- **ИСТОЧНИК**

******************************

Горький не раз говорил, что драма должна быть строго и насквозь действенной.
Гений Чехова сделал действенной — бездейственность.
И Горький назвал «Чайку» — еретически-гениальной.
И «Дядю Ваню» — совершенно новым видом драматического искусства. И — молотом, которым бьет Чехов «по пустым башкам публики».
Раздумывая над странной, по видимости, природой чеховского письма, сопоставляя «Чайку» с «Дядей Ваней», Горький вновь повторяет свое — «эти обе пьесы являют именно невиданный дотоле новый род драматического искусства, в котором «реализм возвышается до одухотворенного и глубоко продуманного символа…».
И — пишет Антону Павловичу:
«Слушая Вашу пьесу, думал я о жизни, принесенной в жертву идолу, о вторжении красоты в нищенскую жизнь людей и о многом другом, коренном и важном…»
Во всей переписке Горького с Чеховым, интенсивной и разной, во многом, очень во многом поучительной и сегодня, в семидесятые годы, сквозит истинное, изумленное преклонение перед загадкой чеховского гения.
Но и Чехов, неравнодушно, часто даже торжествующе следя за все возрастающей славой Горького, тоже стремился разгадать секрет мощности горьковского таланта, нелицеприятно, возможно даже больно для Горького, отмечая слабое, по его мнению, в горьковских пьесах.

******************************

- **СОХРАНЁННЫЕ ЗАПИСИ**

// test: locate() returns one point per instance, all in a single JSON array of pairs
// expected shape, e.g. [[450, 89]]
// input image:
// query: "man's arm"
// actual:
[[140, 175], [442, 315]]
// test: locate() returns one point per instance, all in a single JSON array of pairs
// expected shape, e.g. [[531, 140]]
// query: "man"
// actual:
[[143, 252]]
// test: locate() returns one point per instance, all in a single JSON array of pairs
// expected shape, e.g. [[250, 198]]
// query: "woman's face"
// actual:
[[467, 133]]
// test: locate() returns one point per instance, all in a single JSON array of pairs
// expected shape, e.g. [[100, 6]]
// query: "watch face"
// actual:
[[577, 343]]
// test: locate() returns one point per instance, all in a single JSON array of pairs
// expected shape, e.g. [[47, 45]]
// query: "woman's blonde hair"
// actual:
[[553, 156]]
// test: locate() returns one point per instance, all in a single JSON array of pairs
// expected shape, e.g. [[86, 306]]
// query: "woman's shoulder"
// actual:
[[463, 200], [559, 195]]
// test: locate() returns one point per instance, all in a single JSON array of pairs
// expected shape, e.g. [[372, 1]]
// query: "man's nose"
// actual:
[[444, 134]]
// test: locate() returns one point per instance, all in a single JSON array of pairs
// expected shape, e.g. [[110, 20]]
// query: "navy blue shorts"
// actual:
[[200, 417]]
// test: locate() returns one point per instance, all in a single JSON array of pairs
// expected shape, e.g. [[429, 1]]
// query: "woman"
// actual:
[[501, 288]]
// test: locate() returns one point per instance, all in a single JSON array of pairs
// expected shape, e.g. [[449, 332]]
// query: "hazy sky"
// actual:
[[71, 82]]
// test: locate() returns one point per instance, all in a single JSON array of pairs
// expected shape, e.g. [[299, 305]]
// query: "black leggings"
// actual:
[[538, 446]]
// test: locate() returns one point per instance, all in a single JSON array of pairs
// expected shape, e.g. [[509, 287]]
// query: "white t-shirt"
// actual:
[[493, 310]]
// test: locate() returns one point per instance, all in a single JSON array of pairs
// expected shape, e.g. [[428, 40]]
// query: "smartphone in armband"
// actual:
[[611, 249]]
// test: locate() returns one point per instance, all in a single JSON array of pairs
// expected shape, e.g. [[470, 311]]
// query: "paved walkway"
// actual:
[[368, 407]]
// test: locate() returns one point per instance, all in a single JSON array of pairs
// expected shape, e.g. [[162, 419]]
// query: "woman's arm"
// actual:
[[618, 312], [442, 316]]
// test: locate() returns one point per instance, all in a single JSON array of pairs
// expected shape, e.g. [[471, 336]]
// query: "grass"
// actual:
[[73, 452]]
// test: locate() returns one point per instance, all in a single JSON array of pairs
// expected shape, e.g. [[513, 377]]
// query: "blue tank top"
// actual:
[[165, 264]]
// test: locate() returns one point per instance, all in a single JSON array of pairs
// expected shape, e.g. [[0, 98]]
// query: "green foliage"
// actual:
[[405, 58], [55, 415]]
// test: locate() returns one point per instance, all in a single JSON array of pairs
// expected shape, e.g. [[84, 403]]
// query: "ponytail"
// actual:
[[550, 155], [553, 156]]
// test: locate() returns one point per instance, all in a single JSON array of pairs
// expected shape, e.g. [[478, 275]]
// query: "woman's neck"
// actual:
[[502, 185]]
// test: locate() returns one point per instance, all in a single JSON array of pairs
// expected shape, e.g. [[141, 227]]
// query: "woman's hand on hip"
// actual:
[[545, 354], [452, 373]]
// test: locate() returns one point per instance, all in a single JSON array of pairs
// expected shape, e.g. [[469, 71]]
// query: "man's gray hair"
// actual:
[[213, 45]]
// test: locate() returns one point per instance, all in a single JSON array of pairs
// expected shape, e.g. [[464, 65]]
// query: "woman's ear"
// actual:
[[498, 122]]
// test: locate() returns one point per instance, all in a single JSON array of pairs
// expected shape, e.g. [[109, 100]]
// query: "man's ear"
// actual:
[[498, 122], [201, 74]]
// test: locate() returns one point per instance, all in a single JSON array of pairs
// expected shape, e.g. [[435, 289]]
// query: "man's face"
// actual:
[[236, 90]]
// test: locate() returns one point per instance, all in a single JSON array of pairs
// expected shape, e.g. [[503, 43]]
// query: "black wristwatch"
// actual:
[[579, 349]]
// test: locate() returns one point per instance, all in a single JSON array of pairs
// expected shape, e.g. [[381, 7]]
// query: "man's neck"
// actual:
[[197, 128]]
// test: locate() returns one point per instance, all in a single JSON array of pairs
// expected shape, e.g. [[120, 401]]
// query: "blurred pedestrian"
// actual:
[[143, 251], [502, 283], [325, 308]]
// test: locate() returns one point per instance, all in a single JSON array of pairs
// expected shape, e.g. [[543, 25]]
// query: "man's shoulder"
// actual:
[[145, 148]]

******************************

- **ПОСТАВЛЕННАЯ ЗАДАЧА A**
Перепишите без изменений фрагмент текста о Горьком и Чехове от слов «Но и Чехов, неравнодушно, часто» до слов «в горьковских пьесах.» включительно.
- **ПОСТАВЛЕННАЯ ЗАДАЧА B**
Проверьте по тексту о Горьком и Чехове, верны ли утверждения: (i) Горький назвал «Чайку» еретически-гениальной; (ii) размышляя о чеховском письме, Горький сопоставлял «Чайку» с «Вишнёвым садом»; (iii) Чехов отмечал слабое в пьесах Горького. На каждое ответьте «да» или «нет» и приведите дословно решающие слова текста.

- **ОЖИДАЕМЫЙ ОТВЕТ A**
Но и Чехов, неравнодушно, часто даже торжествующе следя за все возрастающей славой Горького, тоже стремился разгадать секрет мощности горьковского таланта, нелицеприятно, возможно даже больно для Горького, отмечая слабое, по его мнению, в горьковских пьесах.

- **ОЖИДАЕМЫЙ ОТВЕТ B**
(i) Да: «Горький назвал «Чайку» — еретически-гениальной».
(ii) Нет: «сопоставляя «Чайку» с «Дядей Ваней»».
(iii) Да: «отмечая слабое, по его мнению, в горьковских пьесах».